● **GIVEN REQUEST 1**: Tally the lines in the listing below that contain the string "table", and reply with the number alone.

# Question for Linux nuts



## NC37 (Apr 4, 2018)

Maybe someone might know around here. I got a friend that is trying to get some POS software working in Linux Mint 18.3. Chromis to be exact.

They are having a heck of a time with getting it to work and have been spending weeks now wrestling with it. I've mentioned to try asking the developer and the other users of it but, so far it has been silent. Wondering if anyone might be able to help or able to direct to a place that can? Thanks.

I'd help myself but my Linux experience is low.


----------



## The_DriverX (Apr 4, 2018)

I believe that Chromis is for Windows only... Just a quick search that might help you: https://www.linux.com/forums/applications/top-10-point-sale-pos-software-linux


----------



## kruk (Apr 4, 2018)

Install OpenJDK, download Chromis Linux installer: https://sourceforge.net/projects/chromispos/files/Linux/, install it and that should be it. PDF guide here: https://sourceforge.net/projects/chromispos/files/User Guides/

If this doesn't work, please try to describe any problems/errors as precise as possible. Without proper debug info nobody can't give a proper solution.


----------



## NC37 (Apr 5, 2018)

I'll forward this. They'll likely post later with the issue. Thanks!


----------



## 7chazzy7 (Apr 5, 2018)

Hi I’m using linux mint 18.3 recently and don’t have deep understanding about linux. I successfully installed chromis Pos but all the reports are error. I read a forum and it suggested me to use jaspersoft to enable the reports. Then I installed the jaspersoft 3 times and during the installation process few messages popped up telling me some failures. And I couldn’t access localhost 8800 Help me pls. Thanks in advance


----------



## NC37 (Apr 9, 2018)

Chazzy is the one with the problem.


----------



## 7chazzy7 (Apr 9, 2018)

These are my screenshot errors, probably helping to solve the problem https://sourceforge.net/p/chromispos/discussion/help/thread/47a14bdd/#d99e


----------



## kruk (Apr 9, 2018)

Wildfox Coder at SourceForge has given the most probable solution for the problem:



> I mentioned this before somewhere in another post in this forum, but you guys have to stop running the JAR files themselves instead of the proper start files. If you just run the JAR files the applications don't know where the locations of the report or locale files on your drive.



You get missing files errors, because the environment variables are not properly set up. Look for start.sh or similar file and run the program via that ...


----------



## CrAsHnBuRnXp (Apr 9, 2018)

Why do people try to use Linux when they dont understand how it works?


----------



## blobster21 (Apr 9, 2018)

CrAsHnBuRnXp said:


> Why do people try to use Linux when they dont understand how it works?



:FACEPALM: that's what you would call a learning curve maybe ? But maybe you were born with full adult capacities ?

● **GIVEN REQUEST 2**: Reproduce word for word everything in the forum thread above, from "## 7chazzy7 (Apr 5, 2018)" down to "NC37 (Apr 9, 2018)".

● **RECORDS FOR THIS TASK**:
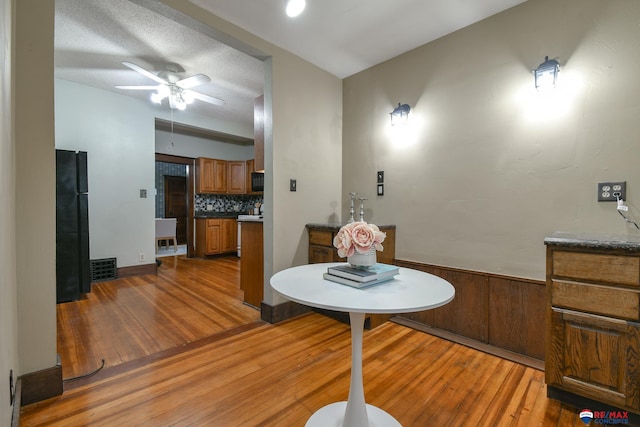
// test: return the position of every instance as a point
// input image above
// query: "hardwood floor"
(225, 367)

---

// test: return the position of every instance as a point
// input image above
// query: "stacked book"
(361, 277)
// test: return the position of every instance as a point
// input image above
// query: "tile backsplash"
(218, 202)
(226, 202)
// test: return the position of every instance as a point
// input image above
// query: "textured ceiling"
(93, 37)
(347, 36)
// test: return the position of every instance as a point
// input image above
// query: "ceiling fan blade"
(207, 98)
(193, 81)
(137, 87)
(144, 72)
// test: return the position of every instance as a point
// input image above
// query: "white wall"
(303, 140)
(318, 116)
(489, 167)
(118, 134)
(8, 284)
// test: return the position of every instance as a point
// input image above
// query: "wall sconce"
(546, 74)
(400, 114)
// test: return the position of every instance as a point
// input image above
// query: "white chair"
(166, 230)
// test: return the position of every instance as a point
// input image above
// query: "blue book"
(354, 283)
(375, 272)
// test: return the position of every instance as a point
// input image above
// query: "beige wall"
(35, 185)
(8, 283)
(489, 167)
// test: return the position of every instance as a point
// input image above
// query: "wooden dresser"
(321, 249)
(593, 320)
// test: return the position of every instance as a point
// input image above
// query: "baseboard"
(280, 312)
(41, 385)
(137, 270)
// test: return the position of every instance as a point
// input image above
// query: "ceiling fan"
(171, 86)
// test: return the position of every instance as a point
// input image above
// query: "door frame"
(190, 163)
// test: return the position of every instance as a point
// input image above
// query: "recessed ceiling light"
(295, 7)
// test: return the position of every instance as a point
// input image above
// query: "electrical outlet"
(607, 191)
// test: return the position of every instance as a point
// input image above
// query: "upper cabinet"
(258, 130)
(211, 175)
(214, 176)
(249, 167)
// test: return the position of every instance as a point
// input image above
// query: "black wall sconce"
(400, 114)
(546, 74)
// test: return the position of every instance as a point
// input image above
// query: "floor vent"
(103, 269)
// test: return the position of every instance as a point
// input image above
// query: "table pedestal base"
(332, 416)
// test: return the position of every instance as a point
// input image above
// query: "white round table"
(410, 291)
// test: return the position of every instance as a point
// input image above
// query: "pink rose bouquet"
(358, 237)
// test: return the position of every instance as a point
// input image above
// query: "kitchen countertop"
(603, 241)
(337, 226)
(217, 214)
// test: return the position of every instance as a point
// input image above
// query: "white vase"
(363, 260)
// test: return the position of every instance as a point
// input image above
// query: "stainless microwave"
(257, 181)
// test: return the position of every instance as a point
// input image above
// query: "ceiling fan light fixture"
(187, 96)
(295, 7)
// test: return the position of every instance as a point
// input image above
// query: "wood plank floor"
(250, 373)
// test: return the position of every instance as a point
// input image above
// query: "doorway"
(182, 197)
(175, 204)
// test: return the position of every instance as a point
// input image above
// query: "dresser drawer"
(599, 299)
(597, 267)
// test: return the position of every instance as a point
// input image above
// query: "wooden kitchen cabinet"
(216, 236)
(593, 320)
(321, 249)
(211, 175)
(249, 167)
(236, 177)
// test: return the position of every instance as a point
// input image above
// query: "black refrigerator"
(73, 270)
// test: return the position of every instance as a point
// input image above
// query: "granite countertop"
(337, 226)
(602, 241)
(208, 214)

---

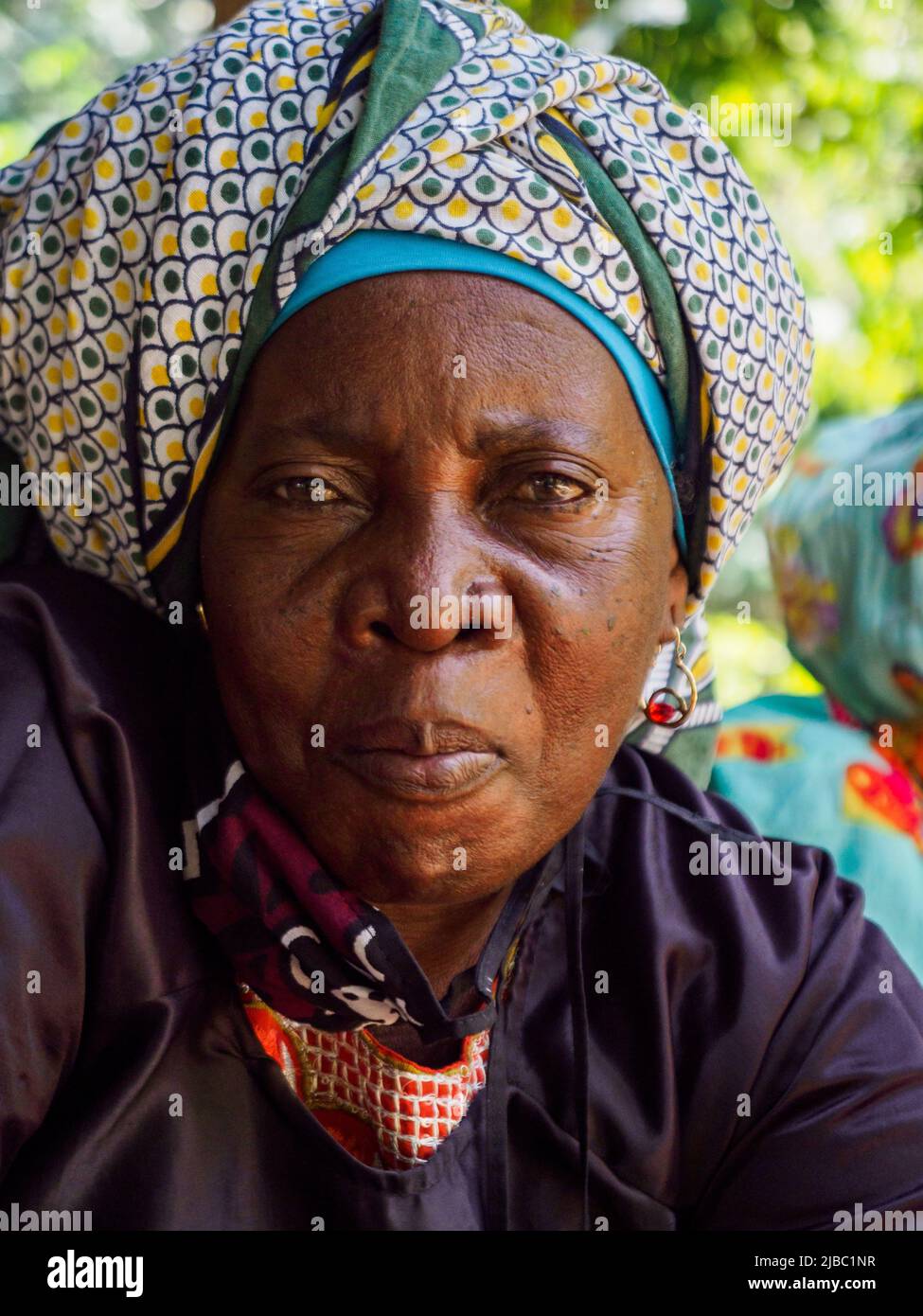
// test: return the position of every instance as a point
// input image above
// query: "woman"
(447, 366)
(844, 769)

● **TASK RESULT 1**: 2

● **TASK RESULT 2**:
## 7chazzy7 (Apr 5, 2018)

Hi I’m using linux mint 18.3 recently and don’t have deep understanding about linux. I successfully installed chromis Pos but all the reports are error. I read a forum and it suggested me to use jaspersoft to enable the reports. Then I installed the jaspersoft 3 times and during the installation process few messages popped up telling me some failures. And I couldn’t access localhost 8800 Help me pls. Thanks in advance


----------



## NC37 (Apr 9, 2018)